- _Quoted text_
---
What Counts as a Character? Alphabet Hypotheses and the Compression Baseline
What is the correct unit of analysis for BPE compression? Different decompositions of the Voynich script yield different alphabets, different text lengths, and different compression fingerprints. Seven hypotheses are presented, showing that the anomaly diminishes — but does not disappear — under progressively coarser alphabets.
The previous post established BPE as a structural probe and showed that Voynichese compresses anomalously fast relative to 268 natural languages. But that analysis used the raw EVA transliteration, in which each stroke-level glyph is a separate character. This is a choice, and not necessarily the correct one.
What constitutes a “character” in the Voynich script has been debated since the earliest transcription efforts. EVA (the European Voynich Alphabet, later renamed the Extensible Voynich Alphabet; Landini & Zandbergen, late 1990s; see Zandbergen 2022 for the naming history) was designed as a minimal, stroke-level encoding: every visually distinguishable stroke receives its own symbol. But many researchers believe that certain EVA character sequences function as single glyphs. If so, the raw EVA analysis overstates the text’s redundancy — some of the “compression” BPE finds is simply reassembling units that EVA artificially decomposed.
---
- _Record list_
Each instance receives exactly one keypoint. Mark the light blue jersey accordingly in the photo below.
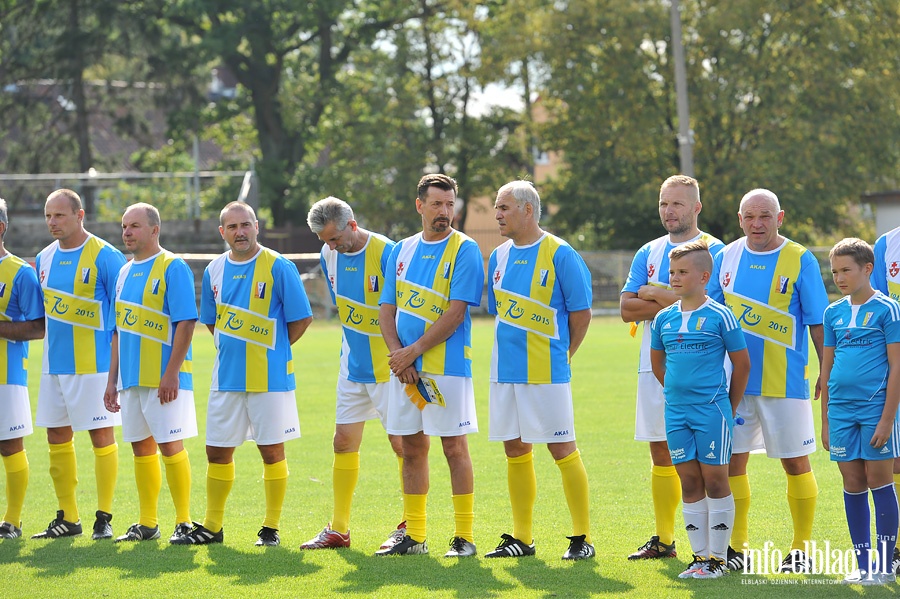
(355, 282)
(251, 303)
(650, 266)
(21, 299)
(532, 290)
(695, 343)
(79, 289)
(859, 336)
(421, 279)
(775, 296)
(152, 297)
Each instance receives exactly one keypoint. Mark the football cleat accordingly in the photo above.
(181, 529)
(139, 532)
(696, 564)
(268, 537)
(578, 548)
(59, 528)
(395, 537)
(10, 531)
(200, 535)
(653, 549)
(511, 547)
(712, 568)
(328, 539)
(459, 547)
(102, 526)
(406, 546)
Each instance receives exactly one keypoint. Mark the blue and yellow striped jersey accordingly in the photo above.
(355, 282)
(251, 303)
(152, 297)
(21, 299)
(532, 290)
(695, 343)
(859, 336)
(79, 288)
(421, 279)
(775, 296)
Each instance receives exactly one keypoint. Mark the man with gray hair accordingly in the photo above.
(774, 287)
(353, 261)
(539, 291)
(22, 309)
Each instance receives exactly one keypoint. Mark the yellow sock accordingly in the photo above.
(575, 485)
(464, 516)
(665, 487)
(64, 472)
(345, 474)
(106, 469)
(400, 463)
(522, 483)
(148, 477)
(16, 466)
(275, 479)
(740, 532)
(178, 475)
(415, 516)
(219, 480)
(802, 493)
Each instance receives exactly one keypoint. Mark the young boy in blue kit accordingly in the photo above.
(689, 340)
(861, 364)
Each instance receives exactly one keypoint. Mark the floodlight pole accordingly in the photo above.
(685, 133)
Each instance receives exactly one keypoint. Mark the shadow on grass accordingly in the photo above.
(255, 566)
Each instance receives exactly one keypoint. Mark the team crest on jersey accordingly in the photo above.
(782, 284)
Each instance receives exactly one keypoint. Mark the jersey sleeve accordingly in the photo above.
(182, 302)
(467, 283)
(637, 274)
(293, 295)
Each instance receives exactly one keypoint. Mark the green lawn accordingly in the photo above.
(619, 469)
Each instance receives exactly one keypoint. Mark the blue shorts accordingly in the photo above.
(700, 432)
(850, 428)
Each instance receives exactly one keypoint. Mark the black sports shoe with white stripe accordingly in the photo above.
(511, 547)
(59, 528)
(200, 535)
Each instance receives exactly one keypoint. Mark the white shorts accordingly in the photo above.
(144, 416)
(455, 419)
(782, 426)
(15, 412)
(536, 413)
(74, 400)
(650, 415)
(233, 417)
(358, 402)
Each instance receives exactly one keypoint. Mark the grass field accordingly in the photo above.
(618, 467)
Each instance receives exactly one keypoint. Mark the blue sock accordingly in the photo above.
(886, 522)
(856, 506)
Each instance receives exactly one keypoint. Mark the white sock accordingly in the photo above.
(721, 521)
(696, 523)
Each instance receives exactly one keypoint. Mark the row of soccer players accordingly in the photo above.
(775, 296)
(118, 351)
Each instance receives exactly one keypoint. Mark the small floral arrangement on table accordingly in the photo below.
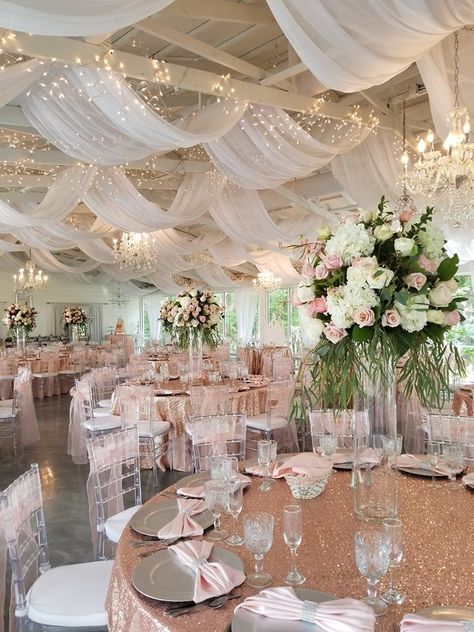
(20, 315)
(74, 316)
(196, 310)
(381, 287)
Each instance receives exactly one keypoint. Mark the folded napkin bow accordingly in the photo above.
(212, 578)
(183, 525)
(415, 623)
(340, 615)
(198, 491)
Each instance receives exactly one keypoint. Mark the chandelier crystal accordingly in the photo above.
(135, 252)
(266, 281)
(446, 177)
(29, 279)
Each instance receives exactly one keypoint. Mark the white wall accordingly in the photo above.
(61, 290)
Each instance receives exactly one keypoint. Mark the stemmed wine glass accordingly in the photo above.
(233, 508)
(293, 535)
(434, 450)
(216, 495)
(372, 552)
(266, 454)
(393, 527)
(258, 534)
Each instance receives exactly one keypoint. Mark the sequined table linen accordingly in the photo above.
(437, 569)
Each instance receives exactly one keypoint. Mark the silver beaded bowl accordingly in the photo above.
(306, 487)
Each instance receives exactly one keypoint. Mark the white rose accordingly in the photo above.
(380, 278)
(404, 246)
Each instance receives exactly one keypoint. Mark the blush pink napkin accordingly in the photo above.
(183, 525)
(415, 623)
(412, 461)
(198, 491)
(340, 615)
(212, 578)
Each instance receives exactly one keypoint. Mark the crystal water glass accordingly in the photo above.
(258, 534)
(293, 536)
(393, 527)
(233, 508)
(266, 454)
(216, 497)
(372, 553)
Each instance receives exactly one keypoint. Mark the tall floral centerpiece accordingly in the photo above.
(191, 319)
(20, 319)
(379, 292)
(75, 320)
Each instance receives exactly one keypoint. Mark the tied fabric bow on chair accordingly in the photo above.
(415, 623)
(212, 578)
(340, 615)
(183, 525)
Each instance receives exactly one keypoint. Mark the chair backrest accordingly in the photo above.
(115, 467)
(209, 400)
(22, 520)
(217, 435)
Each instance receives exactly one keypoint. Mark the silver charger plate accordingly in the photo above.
(162, 576)
(246, 621)
(151, 518)
(448, 613)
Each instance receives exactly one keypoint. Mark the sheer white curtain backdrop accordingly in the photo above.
(246, 307)
(351, 46)
(65, 17)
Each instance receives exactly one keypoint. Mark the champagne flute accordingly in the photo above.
(293, 536)
(393, 527)
(258, 534)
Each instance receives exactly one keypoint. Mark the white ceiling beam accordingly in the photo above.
(70, 51)
(173, 36)
(221, 11)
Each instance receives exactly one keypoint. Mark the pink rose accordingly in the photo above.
(427, 264)
(416, 280)
(308, 271)
(332, 262)
(390, 318)
(452, 318)
(318, 306)
(334, 334)
(321, 272)
(364, 316)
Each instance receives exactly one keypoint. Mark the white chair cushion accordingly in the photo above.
(72, 596)
(259, 422)
(116, 524)
(109, 422)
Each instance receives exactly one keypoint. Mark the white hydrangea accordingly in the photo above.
(343, 301)
(413, 315)
(431, 240)
(351, 241)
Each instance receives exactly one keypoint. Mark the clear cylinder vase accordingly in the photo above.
(375, 428)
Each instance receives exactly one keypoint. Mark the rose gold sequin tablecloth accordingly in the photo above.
(438, 567)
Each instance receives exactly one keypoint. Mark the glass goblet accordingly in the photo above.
(293, 536)
(258, 534)
(216, 496)
(372, 552)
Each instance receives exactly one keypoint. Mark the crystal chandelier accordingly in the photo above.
(135, 252)
(446, 176)
(266, 281)
(29, 279)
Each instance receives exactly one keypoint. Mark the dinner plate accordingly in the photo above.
(162, 576)
(448, 613)
(151, 518)
(246, 621)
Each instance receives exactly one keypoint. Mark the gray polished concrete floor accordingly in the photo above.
(63, 483)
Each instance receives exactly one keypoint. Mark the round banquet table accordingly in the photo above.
(437, 568)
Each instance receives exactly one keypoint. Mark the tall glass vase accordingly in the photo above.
(375, 426)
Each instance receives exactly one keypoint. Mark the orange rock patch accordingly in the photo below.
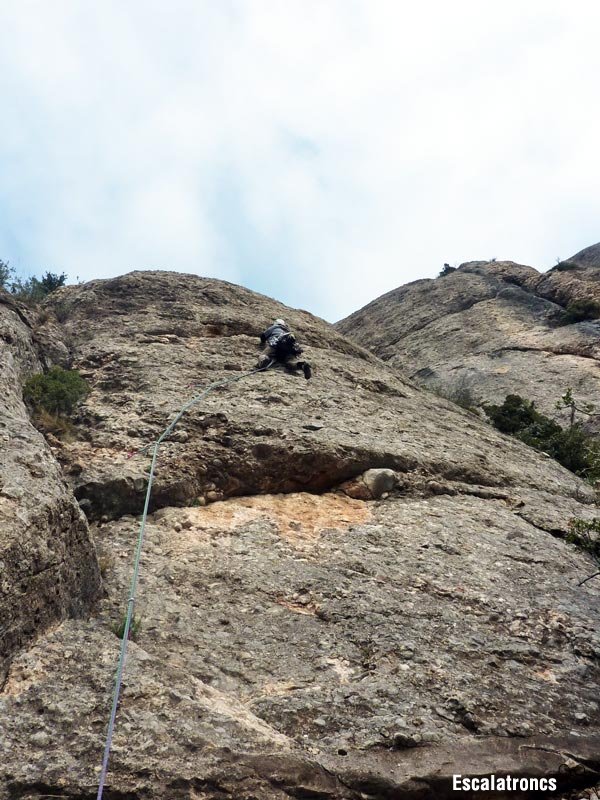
(300, 517)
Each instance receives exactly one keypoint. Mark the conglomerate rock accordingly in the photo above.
(48, 568)
(489, 329)
(296, 641)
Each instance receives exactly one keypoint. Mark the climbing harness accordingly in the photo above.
(138, 552)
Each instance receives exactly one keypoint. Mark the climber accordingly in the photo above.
(282, 347)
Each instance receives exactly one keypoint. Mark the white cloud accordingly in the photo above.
(362, 143)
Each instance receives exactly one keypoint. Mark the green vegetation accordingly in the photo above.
(581, 311)
(135, 627)
(572, 447)
(55, 392)
(30, 289)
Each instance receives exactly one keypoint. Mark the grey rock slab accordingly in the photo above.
(48, 567)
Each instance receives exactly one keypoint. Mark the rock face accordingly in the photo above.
(490, 329)
(48, 568)
(350, 588)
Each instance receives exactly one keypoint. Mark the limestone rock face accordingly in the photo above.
(350, 588)
(48, 568)
(490, 329)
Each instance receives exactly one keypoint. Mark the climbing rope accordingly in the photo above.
(136, 565)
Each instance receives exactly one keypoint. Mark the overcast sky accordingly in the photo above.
(318, 151)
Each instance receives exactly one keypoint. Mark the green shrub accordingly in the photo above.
(56, 391)
(572, 447)
(29, 289)
(135, 627)
(6, 274)
(580, 311)
(513, 415)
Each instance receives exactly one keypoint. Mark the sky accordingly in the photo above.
(321, 152)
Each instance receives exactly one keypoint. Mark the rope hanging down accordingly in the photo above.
(136, 565)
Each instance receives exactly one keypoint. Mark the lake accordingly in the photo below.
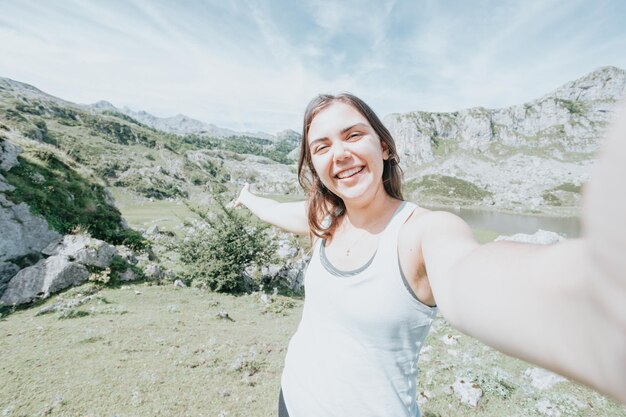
(509, 223)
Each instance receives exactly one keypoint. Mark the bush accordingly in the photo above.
(217, 253)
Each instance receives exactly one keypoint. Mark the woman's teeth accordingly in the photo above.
(349, 172)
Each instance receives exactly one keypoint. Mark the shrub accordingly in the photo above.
(218, 252)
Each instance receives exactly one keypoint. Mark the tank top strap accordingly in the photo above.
(389, 240)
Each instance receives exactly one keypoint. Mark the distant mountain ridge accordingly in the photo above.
(533, 157)
(185, 125)
(529, 157)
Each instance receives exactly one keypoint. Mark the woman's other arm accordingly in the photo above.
(290, 217)
(561, 306)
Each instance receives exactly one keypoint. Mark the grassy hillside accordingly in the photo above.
(164, 351)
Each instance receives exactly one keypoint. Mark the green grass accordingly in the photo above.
(161, 351)
(66, 198)
(141, 212)
(446, 188)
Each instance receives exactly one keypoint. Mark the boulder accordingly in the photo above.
(153, 230)
(543, 379)
(82, 249)
(153, 271)
(22, 232)
(8, 155)
(467, 392)
(42, 279)
(129, 275)
(540, 237)
(7, 271)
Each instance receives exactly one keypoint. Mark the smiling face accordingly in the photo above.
(346, 153)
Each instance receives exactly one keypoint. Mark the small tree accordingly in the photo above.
(217, 253)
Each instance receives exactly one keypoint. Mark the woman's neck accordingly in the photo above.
(370, 215)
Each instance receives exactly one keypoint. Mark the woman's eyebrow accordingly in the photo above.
(344, 130)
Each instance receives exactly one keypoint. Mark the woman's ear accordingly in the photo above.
(385, 148)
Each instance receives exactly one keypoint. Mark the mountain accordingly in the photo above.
(530, 157)
(179, 124)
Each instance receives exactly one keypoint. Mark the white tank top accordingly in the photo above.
(355, 351)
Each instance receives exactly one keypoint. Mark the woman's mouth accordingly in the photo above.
(349, 172)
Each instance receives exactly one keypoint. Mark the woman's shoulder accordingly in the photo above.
(423, 220)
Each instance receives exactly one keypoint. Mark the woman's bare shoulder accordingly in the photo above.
(424, 221)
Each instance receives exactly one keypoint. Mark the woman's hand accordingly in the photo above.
(243, 195)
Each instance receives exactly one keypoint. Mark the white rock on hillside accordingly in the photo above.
(42, 279)
(540, 237)
(467, 392)
(543, 379)
(82, 249)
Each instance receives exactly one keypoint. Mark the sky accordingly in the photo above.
(254, 65)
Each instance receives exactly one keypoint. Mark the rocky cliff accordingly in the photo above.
(529, 157)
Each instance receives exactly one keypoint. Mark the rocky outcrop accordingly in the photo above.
(540, 237)
(42, 279)
(82, 249)
(573, 116)
(7, 271)
(527, 156)
(22, 232)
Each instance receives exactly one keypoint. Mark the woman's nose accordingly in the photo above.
(340, 151)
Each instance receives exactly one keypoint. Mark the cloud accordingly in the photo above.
(255, 65)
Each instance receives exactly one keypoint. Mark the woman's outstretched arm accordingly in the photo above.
(290, 217)
(561, 306)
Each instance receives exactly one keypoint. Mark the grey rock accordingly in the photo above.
(42, 279)
(7, 271)
(518, 153)
(22, 232)
(129, 275)
(153, 271)
(540, 237)
(153, 230)
(546, 408)
(127, 254)
(82, 249)
(8, 154)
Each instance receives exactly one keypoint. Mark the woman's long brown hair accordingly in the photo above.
(321, 202)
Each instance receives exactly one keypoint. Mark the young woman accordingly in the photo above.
(382, 267)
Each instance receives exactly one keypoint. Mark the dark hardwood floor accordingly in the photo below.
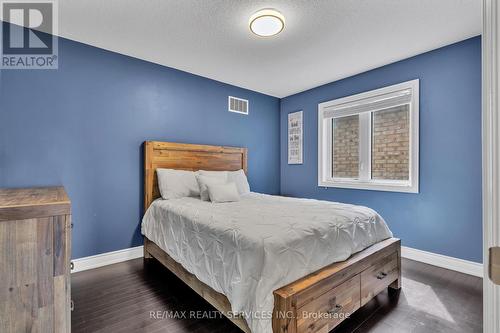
(136, 297)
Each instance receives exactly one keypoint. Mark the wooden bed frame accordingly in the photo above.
(315, 303)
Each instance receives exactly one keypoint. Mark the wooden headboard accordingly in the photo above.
(183, 156)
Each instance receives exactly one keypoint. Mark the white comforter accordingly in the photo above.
(249, 248)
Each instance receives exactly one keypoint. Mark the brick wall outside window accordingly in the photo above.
(346, 147)
(391, 143)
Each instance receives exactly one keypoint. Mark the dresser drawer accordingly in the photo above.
(378, 277)
(330, 309)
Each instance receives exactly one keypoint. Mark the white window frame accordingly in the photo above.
(347, 106)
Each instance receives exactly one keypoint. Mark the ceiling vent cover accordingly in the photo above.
(238, 105)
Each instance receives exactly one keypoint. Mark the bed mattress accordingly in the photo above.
(247, 249)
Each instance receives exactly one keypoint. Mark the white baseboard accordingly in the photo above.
(108, 258)
(439, 260)
(455, 264)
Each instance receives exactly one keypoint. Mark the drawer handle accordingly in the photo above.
(335, 310)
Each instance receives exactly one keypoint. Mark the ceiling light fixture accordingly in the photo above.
(267, 22)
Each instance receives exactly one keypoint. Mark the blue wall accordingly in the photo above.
(82, 126)
(445, 217)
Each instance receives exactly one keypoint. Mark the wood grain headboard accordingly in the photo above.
(183, 156)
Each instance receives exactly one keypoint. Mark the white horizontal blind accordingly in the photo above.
(369, 104)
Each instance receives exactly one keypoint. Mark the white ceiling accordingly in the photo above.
(323, 41)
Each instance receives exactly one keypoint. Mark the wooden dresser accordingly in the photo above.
(35, 238)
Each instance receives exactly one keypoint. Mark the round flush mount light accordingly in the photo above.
(267, 22)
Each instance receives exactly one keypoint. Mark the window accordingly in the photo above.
(370, 140)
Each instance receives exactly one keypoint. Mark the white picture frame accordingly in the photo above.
(295, 137)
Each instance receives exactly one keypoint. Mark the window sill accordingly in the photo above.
(373, 186)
---
- _Given request 1_
Answer these about the Voynich alphabet post, please:
(a) Against how many natural languages did the previous post compare Voynichese?
(b) How many alphabet hypotheses does the post present?
(c) What was the European Voynich Alphabet later renamed?
- _Given request 2_
Carry the Voynich alphabet post forward from its final sentence, keeping its style and argument.

- _Exercise answer 1_
(a) 268
(b) Seven
(c) The Extensible Voynich Alphabet

- _Exercise answer 2_
This post presents seven alphabet hypotheses, arranged in order of increasing pre-merging. Each represents a different claim about the script’s character inventory. By running BPE on each version, I observe how the compression anomaly responds to different assumptions about the underlying alphabet.
The hypotheses
The seven hypotheses form a cumulative sequence. Each builds on the previous one by pre-merging additional character combinations before BPE begins.
H0: Raw EVA. The baseline. Every EVA stroke is treated as an independent character. Alphabet size: 20. This is what the first post analysed.
H1: Benches. Pre-merge ch ch and sh sh. These are widely treated
as single glyphs — the “bench” characters that form the visual backbone of
many Voynich words. EVA’s h h rarely occurs independently; it is almost
exclusively part of a bench (ch, sh) or benched gallows (cth, ckh,
cph, cfh). In the ZL transcription, h outside these contexts accounts
for roughly 1% of all h occurrences. Alphabet size: 22 (two new symbols
replace three EVA characters in combination).
H2: + i-sequences. Additionally pre-merge in in and iin iin. This
follows the Currier/First Study Group (FSG) convention, which treats these as
composite characters. EVA chose to decompose them analytically into individual
strokes, but they are often treated as units in the transcription tradition.
Alphabet size: 24.
H3: + doubles. Additionally pre-merge ee ee into a single symbol.
Whether ee ee is a distinct glyph or simply two adjacent e e strokes
is debated; this hypothesis treats it as a single unit for the purposes of
compression analysis. Alphabet size: 25.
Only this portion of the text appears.